Excerpt Block Start

- Battle of Sciara-Sciat and Bu-Meliana: Part of The Italo-Turkish War
| Date | 23 – 26 October 1911 |
| Location | Tripolitania, Ottoman Empire (now Libya)32°53′43.00″N 13°12′37.00″E﻿ / ﻿32.8952778°N 13.2102778°E |
| Result | initial Ottoman victory, final Italian victory |

Belligerents
- Kingdom of Italy: Ottoman Empire Tripolitania;

Commanders and leaders
- Pecori Giraldi Gustavo Fara: Neşet Bey Mohamed Fekini
- Units involved: 11th Bersaglieri 82nd Torino 84th Venezia

Strength
- 8,500: 8,000–10,000

Casualties and losses
- 503 killed 158 wounded: ~1,106 killed

= Battle and massacre at Shar al-Shatt =

Part of the Italo-Turkish War in 1911

The battle and massacre at Shar al-Shatt (شارع الشط Shār’ ash-Shaṭ; Sciara Sciat in Italian) occurred on 23 October 1911 in the village of Shar al-Shatt on the outskirts of Tripoli, Libya during the Italo-Turkish War. 503 Italians were killed in Shar al -Shatt, 290 of which in the following massacre of soldiers who had surrendered. The incident became known as the "Massacre of Italians at Sciara Sciat." The Italians reacted by reconquering Shar al -Shatt and beginning to conduct harsh reprisals.

Excerpt Block End
Records shown Block Start

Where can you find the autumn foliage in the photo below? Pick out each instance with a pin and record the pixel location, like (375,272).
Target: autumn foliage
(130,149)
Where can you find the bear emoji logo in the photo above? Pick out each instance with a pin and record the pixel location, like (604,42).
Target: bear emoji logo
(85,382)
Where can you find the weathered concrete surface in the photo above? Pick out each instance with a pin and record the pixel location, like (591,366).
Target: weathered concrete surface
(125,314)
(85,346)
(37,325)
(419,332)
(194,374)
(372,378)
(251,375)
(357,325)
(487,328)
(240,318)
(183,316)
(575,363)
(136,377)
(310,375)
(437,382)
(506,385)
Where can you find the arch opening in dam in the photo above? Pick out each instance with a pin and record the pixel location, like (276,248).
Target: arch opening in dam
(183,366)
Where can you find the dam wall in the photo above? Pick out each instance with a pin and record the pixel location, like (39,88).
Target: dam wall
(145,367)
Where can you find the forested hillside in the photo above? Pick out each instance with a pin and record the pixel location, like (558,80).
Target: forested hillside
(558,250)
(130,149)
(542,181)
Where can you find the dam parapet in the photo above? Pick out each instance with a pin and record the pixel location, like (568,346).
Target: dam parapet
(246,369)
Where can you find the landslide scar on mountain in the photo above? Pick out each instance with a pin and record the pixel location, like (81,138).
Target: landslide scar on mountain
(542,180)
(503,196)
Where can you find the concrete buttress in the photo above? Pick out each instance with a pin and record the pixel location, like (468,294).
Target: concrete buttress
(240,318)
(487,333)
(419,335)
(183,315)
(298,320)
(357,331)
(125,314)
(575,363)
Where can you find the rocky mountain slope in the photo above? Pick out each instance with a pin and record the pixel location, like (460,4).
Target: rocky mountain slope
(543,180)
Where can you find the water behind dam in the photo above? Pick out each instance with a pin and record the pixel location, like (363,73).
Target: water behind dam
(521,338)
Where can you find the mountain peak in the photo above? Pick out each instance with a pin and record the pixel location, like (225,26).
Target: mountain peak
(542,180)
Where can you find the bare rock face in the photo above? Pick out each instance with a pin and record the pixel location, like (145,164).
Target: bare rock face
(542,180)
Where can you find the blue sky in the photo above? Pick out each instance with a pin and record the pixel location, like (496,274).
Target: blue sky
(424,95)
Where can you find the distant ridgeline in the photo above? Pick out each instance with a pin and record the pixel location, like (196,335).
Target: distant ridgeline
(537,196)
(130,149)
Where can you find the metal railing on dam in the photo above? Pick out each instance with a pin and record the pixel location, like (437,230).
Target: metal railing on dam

Records shown Block End

**Work task 1**
Can you retype, word for word, the part of the Shar al-Shatt article that opens with the words containing "Part of the Italo-Turkish War in" and closes with "conduct harsh reprisals."?
**Work task 2**
Answer these questions using the Shar al-Shatt article:
(a) What date range does the article give for the battle?
(b) What is the Italian name for Shar al-Shatt?
(c) How many of the 503 Italians killed died in the massacre of soldiers who had surrendered?
**Work task 3**
Could you carry the Shar al-Shatt article forward from its last sentence?

**Task answer 1**
Part of the Italo-Turkish War in 1911

The battle and massacre at Shar al-Shatt (شارع الشط Shār’ ash-Shaṭ; Sciara Sciat in Italian) occurred on 23 October 1911 in the village of Shar al-Shatt on the outskirts of Tripoli, Libya during the Italo-Turkish War. 503 Italians were killed in Shar al -Shatt, 290 of which in the following massacre of soldiers who had surrendered. The incident became known as the "Massacre of Italians at Sciara Sciat." The Italians reacted by reconquering Shar al -Shatt and beginning to conduct harsh reprisals.

**Task answer 2**
(a) 23 – 26 October 1911
(b) Sciara Sciat
(c) 290

**Task answer 3**
== Diversionary attacks ==
On October 23, 1911, Captain Carlo Maria Piazza made what is considered the first combat flight, carrying out a reconnaissance southwest of Tripoli, where he detected some activity in the enemy camp, but the report he made was not transmitted to the command, while a second flight, this time carried out by Captain Riccardo Moizo, did not detect anything interesting. In fact, they did not carry out a real aerial reconnaissance but limited themselves to tests of the in-flight efficiency of the engines of the same aircraft with a simple overflight of the oasis near Tripoli. That same morning, the Ottomans, supported by Arab militias, suddenly attacked the Italian defense perimeter in Tripoli. At that time, the defensive perimeter of the city (about 13 km long) was held by about 8,500 men and three artillery batteries: the 6th Infantry Regiment and the 40th Infantry Regiment to the west, the 82nd and 84th Infantry Regiments with a southern front in the center and the 11th Bersaglieri Regiment to the east. The first attack engaged the area west of Tripoli held by the 6th Infantry Regiment, which with the intervention of the battleship Sicilia easily repelled the assault. A second Ottoman attack again struck the western defences of Tripoli held by the 82nd Infantry Regiment, which was again easily repulsed while sporadic rifle fire was reported against the Italian infantry from the oasis behind them. Mopping-up operations were immediately organised, resulting in arrests and seizures of weapons.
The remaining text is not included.